[Pointing records]
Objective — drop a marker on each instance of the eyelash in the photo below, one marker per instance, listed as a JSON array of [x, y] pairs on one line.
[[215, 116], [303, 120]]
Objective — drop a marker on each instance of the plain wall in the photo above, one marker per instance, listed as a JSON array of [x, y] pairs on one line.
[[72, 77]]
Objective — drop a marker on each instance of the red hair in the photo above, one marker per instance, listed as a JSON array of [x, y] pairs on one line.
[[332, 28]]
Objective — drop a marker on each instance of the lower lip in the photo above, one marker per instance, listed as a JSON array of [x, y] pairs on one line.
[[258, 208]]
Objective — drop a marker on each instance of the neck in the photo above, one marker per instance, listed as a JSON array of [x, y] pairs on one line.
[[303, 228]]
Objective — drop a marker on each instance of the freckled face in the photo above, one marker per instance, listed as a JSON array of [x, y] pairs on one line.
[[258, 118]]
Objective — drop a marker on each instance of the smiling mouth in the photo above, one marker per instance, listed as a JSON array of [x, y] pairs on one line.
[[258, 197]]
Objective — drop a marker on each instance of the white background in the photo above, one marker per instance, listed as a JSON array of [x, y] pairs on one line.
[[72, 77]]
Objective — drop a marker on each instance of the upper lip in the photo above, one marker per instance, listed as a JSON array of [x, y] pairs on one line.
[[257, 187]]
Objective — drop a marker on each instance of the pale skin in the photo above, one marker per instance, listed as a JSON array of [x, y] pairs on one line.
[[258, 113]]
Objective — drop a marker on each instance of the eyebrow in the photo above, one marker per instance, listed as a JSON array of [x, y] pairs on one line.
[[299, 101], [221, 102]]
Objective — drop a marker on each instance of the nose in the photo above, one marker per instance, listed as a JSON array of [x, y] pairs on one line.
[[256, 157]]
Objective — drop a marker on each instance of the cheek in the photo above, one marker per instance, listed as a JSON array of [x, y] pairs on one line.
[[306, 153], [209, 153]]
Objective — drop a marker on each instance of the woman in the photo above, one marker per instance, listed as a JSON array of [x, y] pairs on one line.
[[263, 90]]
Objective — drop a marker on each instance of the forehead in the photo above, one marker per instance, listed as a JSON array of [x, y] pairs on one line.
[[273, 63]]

GIVEN PROBLEM
Reproduce the material word for word, everything from the line containing "Objective — drop a marker on each instance of the smiling" down to the line containing "[[258, 113]]", with both of those lines included.

FINAL RESULT
Objective — drop a marker on each instance of the smiling mouth in the photo above, one marker per instance, listed as a JSON array of [x, y] pairs on one line.
[[258, 197]]
Objective — drop a marker on each instance of the white background in the photo above, one marker per instance, listed as a JSON array of [x, y] pairs on one line.
[[72, 77]]
Objective — drop a marker on each instance of the upper lip in the photo above, one marker per instance, listed as a JSON array of [x, y] pairs on one line.
[[257, 187]]
Objective — drop a marker on each instance of the pale skin in the photo above, one marker per instance, listed as a JSON array of [x, y] pairs on one line.
[[258, 113]]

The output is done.